━━ GIVEN ENTRIES ━━
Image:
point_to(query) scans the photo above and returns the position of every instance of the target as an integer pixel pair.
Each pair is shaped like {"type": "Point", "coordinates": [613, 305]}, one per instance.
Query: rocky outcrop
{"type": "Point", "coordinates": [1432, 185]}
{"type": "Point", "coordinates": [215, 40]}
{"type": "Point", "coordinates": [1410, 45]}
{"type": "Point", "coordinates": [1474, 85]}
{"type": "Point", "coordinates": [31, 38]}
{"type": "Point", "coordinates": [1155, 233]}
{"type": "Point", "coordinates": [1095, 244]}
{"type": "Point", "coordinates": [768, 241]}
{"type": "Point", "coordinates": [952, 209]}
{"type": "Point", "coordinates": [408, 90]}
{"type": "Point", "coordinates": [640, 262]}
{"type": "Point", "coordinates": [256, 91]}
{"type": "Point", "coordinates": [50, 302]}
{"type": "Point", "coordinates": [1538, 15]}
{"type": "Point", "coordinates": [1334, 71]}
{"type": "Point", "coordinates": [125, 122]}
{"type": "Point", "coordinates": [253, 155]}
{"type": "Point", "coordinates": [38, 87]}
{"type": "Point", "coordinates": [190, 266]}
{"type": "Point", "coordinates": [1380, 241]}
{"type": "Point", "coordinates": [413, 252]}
━━━
*TASK DIRECTIONS*. Write out all of the lines above again, character for character, changing nothing.

*PROBLEM SOLUTION*.
Image:
point_to(query) scans the photo above and returns the position of every instance of the target as an integer pixel pair.
Each pair is shaped like {"type": "Point", "coordinates": [613, 305]}, one per instance.
Query: rocky outcrop
{"type": "Point", "coordinates": [1432, 185]}
{"type": "Point", "coordinates": [215, 40]}
{"type": "Point", "coordinates": [1410, 45]}
{"type": "Point", "coordinates": [1474, 85]}
{"type": "Point", "coordinates": [31, 38]}
{"type": "Point", "coordinates": [1155, 233]}
{"type": "Point", "coordinates": [1095, 244]}
{"type": "Point", "coordinates": [768, 241]}
{"type": "Point", "coordinates": [952, 209]}
{"type": "Point", "coordinates": [408, 90]}
{"type": "Point", "coordinates": [640, 262]}
{"type": "Point", "coordinates": [256, 91]}
{"type": "Point", "coordinates": [50, 302]}
{"type": "Point", "coordinates": [1538, 15]}
{"type": "Point", "coordinates": [1334, 71]}
{"type": "Point", "coordinates": [125, 122]}
{"type": "Point", "coordinates": [253, 155]}
{"type": "Point", "coordinates": [38, 87]}
{"type": "Point", "coordinates": [190, 266]}
{"type": "Point", "coordinates": [1380, 241]}
{"type": "Point", "coordinates": [413, 252]}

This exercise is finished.